** Material for the task follows **

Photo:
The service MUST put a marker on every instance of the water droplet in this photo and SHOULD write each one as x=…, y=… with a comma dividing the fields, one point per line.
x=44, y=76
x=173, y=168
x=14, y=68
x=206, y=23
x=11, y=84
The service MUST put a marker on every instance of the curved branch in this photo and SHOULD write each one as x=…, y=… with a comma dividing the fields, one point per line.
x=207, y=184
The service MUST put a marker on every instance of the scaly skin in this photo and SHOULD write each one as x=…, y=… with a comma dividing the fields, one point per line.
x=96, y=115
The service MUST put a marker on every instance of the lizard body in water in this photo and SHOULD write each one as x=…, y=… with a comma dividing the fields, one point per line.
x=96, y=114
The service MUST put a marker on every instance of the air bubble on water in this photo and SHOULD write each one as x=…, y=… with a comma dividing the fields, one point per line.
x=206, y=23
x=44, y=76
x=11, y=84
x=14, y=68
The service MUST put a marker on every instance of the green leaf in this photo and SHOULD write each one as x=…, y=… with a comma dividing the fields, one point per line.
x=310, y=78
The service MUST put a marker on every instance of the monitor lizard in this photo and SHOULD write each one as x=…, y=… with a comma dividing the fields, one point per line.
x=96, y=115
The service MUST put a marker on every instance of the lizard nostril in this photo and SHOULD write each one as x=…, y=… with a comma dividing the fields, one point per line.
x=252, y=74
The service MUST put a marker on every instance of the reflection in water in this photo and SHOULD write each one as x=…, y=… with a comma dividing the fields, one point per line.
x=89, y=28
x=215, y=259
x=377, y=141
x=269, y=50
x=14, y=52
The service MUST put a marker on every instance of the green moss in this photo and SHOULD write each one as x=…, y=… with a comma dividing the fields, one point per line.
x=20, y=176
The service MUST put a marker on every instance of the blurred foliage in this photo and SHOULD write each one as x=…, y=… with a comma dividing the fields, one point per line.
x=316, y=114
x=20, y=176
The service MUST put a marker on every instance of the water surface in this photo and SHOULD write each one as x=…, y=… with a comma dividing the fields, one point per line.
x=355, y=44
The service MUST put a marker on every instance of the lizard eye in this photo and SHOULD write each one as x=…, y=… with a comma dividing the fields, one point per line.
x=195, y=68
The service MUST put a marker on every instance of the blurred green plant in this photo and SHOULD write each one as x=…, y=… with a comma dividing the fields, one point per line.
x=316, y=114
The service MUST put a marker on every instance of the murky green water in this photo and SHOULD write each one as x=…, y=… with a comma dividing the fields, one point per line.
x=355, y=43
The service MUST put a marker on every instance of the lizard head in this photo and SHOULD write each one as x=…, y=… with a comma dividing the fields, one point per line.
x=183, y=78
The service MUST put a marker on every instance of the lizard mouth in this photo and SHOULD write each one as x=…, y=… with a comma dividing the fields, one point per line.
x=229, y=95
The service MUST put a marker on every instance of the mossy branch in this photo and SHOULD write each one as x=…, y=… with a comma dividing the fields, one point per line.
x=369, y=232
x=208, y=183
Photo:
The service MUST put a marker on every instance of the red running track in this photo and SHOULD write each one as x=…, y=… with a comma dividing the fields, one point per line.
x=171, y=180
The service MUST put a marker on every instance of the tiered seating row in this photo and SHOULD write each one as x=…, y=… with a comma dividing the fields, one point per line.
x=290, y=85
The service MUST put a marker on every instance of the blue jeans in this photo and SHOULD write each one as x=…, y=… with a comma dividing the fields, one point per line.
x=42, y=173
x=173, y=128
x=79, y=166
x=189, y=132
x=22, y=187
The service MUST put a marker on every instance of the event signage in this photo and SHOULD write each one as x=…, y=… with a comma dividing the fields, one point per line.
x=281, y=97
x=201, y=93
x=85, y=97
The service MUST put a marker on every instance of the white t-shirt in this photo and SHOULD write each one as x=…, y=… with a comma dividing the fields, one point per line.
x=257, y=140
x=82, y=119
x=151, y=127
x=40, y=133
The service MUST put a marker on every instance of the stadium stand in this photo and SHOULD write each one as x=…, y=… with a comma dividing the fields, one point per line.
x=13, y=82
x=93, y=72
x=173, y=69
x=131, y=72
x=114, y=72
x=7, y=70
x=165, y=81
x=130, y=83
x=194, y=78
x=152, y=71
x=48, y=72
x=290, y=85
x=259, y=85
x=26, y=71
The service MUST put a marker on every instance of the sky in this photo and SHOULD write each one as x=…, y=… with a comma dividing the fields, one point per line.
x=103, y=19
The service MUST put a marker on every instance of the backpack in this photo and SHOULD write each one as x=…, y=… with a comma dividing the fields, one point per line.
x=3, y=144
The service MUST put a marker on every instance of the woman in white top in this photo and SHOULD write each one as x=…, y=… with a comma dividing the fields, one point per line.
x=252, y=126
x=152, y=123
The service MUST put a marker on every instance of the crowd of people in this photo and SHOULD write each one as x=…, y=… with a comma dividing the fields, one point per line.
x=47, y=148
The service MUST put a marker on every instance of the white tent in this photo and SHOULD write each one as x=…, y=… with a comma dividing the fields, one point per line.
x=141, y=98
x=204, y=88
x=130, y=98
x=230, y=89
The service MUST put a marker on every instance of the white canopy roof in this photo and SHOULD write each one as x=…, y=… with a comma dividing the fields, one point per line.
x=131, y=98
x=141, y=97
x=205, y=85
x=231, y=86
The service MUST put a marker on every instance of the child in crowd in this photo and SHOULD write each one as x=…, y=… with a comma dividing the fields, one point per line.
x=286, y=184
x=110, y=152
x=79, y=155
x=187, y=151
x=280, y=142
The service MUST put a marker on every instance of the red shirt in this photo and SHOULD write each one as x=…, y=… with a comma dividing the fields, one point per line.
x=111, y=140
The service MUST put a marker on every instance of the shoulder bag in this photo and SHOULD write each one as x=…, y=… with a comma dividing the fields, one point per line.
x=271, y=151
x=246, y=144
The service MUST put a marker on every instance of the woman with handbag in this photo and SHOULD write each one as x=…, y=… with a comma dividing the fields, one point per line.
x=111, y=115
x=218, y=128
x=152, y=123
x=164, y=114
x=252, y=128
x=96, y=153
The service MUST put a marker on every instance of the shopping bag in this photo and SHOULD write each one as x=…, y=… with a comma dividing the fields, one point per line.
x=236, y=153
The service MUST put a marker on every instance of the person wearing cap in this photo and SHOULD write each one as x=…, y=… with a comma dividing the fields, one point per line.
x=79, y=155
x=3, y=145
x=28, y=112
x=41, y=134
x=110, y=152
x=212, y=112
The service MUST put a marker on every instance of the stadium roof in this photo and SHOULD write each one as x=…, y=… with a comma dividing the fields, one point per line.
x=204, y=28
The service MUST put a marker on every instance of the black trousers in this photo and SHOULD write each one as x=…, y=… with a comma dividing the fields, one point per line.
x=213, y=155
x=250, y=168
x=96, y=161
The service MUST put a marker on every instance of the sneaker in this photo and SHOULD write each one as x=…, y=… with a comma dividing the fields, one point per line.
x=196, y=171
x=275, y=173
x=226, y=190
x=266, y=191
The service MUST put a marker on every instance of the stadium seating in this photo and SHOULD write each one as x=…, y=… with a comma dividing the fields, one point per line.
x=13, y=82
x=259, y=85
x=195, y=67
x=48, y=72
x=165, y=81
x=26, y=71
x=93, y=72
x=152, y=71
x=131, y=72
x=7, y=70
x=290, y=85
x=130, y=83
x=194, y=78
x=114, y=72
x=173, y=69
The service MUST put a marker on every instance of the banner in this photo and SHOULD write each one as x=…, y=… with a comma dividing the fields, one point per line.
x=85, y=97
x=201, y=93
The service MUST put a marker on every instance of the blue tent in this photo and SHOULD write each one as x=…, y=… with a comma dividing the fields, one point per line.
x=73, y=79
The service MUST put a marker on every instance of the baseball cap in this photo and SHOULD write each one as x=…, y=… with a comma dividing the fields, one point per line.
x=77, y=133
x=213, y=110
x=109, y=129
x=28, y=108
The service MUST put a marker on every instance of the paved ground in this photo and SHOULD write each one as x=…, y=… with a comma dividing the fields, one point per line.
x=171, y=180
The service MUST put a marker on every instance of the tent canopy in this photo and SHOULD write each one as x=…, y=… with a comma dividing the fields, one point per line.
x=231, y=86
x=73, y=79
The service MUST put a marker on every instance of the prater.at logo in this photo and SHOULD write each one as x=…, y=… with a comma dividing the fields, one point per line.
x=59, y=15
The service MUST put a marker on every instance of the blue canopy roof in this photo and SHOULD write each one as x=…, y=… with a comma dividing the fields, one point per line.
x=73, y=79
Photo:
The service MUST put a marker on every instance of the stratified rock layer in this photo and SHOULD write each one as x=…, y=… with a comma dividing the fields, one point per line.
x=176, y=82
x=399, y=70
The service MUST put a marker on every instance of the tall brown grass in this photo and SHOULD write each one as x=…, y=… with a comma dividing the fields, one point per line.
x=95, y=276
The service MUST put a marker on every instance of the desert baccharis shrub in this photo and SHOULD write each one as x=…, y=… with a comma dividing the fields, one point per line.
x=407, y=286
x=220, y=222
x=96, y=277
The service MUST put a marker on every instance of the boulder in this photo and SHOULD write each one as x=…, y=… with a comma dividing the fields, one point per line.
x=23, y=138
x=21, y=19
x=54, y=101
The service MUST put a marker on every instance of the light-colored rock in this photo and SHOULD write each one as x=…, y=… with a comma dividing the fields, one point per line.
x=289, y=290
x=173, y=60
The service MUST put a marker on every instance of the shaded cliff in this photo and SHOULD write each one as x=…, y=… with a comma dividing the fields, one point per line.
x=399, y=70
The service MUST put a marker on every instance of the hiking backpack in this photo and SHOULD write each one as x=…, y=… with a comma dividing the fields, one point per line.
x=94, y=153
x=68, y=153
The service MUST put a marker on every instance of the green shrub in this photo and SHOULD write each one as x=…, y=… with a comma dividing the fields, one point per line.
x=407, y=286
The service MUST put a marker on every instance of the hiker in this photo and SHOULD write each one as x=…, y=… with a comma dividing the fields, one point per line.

** End of Material for the task **

- What this task involves: Return precisely the lines of the records, starting with the line that holds "the green shrub" and ending with the last one.

- Task output:
The service MUST put a marker on every instance of the green shrub in this photo and SHOULD write each one as x=…, y=… with a comma dividing the fields, one point per line.
x=407, y=286
The service MUST put a marker on every instance of the hiker in this photo and SHOULD write each one as x=…, y=… with a comma dividing the fields, one point per line.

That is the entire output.